** START OF GIVEN RECORDS **
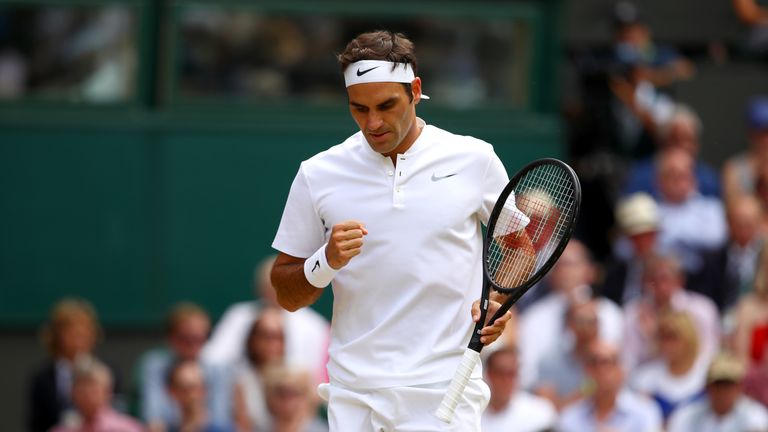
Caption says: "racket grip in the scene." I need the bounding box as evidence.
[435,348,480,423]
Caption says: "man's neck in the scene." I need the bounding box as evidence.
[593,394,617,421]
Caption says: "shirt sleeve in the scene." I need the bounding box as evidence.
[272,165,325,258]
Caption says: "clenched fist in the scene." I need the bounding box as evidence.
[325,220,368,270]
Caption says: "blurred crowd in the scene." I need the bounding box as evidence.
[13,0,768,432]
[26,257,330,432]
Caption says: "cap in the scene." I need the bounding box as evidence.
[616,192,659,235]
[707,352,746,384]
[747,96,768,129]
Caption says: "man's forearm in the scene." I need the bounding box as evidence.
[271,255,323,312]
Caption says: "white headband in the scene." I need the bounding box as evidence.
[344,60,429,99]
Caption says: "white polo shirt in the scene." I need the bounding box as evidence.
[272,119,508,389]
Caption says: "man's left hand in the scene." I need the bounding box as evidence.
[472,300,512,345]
** END OF GIVEN RECORDS **
** START OF GIVEN RECORDS **
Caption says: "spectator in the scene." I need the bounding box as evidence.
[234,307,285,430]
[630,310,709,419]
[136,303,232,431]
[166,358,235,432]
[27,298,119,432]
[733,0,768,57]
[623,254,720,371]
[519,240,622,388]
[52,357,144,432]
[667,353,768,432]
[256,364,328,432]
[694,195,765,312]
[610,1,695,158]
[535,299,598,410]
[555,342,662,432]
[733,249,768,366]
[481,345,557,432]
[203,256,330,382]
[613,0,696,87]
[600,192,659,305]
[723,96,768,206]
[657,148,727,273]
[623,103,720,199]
** END OF GIVEN RECORDS **
## [YOUR GOAL]
Pick out every line in the data above that contains the word "white", and copy each of those lines. Case counts.

## [SOLUTION TO THIS TASK]
Caption says: "white headband in the scene." I need the bounding box as evidence.
Caption says: "white polo shirt in the scene." I need the bounding box as evidence.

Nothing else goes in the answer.